# Your task
From the entries below, return only the lines starting at the one that contains "Finish each <instance>" and ending at the one that contains "270L241 306L234 307L286", exactly as they stand.

# Supplied material
__________

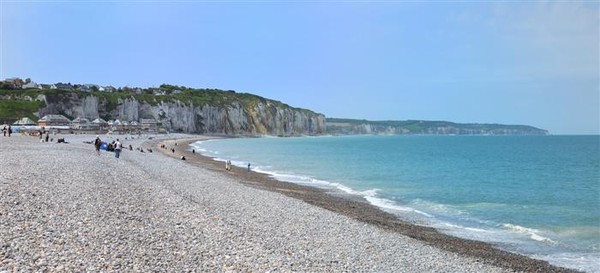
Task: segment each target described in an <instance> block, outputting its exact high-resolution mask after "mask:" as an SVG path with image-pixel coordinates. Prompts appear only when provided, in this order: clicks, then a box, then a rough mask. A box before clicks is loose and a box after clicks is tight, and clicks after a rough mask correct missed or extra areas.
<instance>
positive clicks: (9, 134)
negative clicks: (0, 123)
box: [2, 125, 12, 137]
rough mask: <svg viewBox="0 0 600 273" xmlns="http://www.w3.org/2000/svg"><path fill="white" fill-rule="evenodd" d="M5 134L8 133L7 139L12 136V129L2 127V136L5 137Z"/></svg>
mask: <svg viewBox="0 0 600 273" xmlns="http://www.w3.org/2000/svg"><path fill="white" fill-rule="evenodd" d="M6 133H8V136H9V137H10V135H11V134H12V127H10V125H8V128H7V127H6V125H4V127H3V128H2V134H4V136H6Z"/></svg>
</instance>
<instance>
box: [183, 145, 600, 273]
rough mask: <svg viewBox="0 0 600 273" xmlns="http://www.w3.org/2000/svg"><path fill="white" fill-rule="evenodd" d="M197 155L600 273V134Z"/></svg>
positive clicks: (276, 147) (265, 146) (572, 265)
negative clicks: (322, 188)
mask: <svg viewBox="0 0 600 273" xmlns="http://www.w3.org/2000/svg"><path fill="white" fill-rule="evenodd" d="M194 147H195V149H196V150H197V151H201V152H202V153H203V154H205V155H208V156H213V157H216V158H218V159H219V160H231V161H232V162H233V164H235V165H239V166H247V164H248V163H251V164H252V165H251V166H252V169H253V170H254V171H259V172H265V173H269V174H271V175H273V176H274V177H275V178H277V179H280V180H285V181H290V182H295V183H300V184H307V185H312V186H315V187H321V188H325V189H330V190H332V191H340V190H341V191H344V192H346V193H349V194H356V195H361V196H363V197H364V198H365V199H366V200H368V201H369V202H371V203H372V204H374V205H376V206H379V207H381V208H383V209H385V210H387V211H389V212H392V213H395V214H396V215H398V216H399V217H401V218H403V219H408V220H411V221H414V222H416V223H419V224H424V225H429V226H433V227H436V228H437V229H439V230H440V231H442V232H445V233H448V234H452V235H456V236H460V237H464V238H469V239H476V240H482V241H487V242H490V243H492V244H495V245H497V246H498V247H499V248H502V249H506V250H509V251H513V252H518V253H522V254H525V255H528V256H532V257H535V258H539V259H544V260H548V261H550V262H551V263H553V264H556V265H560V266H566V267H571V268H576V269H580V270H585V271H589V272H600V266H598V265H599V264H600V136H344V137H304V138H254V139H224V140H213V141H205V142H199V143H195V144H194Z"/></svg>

__________

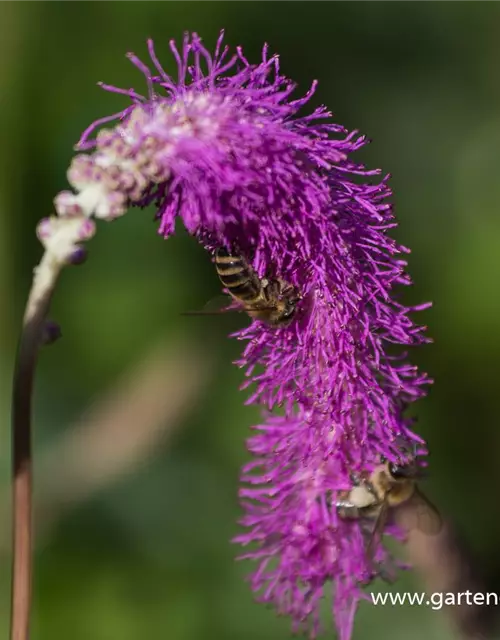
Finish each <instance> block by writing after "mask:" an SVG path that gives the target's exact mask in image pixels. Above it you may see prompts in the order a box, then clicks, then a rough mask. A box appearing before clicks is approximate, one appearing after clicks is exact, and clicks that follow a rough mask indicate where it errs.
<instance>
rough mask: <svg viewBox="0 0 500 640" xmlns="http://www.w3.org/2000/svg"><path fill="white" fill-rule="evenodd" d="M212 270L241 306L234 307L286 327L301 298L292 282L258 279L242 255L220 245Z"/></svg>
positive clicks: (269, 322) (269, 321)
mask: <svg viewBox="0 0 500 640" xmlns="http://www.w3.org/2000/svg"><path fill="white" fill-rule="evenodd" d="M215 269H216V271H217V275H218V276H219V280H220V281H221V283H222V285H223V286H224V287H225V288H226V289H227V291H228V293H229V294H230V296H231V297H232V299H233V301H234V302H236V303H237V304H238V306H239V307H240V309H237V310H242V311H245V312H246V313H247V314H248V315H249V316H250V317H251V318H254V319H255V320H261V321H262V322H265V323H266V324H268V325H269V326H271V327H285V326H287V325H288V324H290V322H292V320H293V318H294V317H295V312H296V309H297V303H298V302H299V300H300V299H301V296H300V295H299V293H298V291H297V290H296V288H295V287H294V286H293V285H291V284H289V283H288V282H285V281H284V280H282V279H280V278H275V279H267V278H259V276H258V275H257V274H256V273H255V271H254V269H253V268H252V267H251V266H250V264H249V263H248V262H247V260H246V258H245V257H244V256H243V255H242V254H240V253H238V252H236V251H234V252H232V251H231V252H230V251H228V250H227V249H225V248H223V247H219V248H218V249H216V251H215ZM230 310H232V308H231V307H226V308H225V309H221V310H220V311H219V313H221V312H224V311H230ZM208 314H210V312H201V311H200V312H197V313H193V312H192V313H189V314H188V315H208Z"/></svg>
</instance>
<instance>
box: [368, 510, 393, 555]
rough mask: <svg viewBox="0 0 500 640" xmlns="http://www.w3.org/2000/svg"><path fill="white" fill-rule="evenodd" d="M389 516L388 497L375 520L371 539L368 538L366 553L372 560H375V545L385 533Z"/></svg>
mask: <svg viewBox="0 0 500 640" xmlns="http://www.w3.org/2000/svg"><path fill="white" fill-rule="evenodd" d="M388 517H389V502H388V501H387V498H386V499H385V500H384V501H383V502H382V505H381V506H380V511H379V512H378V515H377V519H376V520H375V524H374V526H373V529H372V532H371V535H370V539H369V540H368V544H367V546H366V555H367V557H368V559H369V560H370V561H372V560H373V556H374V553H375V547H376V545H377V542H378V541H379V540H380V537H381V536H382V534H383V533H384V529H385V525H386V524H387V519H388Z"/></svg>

__________

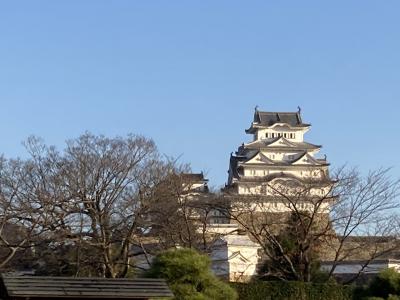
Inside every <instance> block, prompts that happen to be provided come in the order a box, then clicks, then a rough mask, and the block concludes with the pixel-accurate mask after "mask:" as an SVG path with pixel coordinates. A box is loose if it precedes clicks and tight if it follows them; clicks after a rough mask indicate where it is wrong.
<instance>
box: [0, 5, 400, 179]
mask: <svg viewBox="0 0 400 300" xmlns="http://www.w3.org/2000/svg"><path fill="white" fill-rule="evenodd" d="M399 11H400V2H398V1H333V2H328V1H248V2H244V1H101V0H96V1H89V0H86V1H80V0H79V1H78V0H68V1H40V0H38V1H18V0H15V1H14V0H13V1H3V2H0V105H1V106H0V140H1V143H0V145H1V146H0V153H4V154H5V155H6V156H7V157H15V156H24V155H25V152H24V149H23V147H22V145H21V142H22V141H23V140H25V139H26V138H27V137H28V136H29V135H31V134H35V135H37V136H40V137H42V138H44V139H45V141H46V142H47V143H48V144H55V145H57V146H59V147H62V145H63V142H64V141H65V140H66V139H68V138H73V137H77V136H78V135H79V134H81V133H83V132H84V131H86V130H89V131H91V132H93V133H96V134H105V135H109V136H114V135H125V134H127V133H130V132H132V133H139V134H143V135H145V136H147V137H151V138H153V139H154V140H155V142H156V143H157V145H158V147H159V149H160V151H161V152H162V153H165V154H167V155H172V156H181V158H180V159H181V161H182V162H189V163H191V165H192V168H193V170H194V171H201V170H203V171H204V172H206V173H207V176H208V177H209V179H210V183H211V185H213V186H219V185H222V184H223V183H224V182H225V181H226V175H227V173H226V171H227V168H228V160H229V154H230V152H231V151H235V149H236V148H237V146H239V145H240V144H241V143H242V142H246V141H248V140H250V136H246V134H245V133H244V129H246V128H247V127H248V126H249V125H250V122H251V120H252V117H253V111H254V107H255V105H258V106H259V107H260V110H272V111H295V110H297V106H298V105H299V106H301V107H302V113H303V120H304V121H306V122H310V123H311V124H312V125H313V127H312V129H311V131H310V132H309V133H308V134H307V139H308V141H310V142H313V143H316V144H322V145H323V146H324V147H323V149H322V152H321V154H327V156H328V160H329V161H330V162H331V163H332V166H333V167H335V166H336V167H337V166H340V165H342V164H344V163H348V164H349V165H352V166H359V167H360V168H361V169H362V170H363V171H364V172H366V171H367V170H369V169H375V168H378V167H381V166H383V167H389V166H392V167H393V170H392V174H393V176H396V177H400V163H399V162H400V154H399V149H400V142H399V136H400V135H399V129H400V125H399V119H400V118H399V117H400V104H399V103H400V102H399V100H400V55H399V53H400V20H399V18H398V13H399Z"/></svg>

__________

# Response
Finish each <instance> block by writing after "mask:" an SVG path that gives the target's exact mask in image pixels. Above it you may see prompts in the order a box, then clicks, then a rough mask. A box appearing before clicks is approximate, one appearing after clicks is exact, and clicks that follow a rough mask indicate where it errs.
<instance>
rough mask: <svg viewBox="0 0 500 640" xmlns="http://www.w3.org/2000/svg"><path fill="white" fill-rule="evenodd" d="M212 270L241 306L234 307L286 327L301 298L292 282L258 279L242 255L220 245Z"/></svg>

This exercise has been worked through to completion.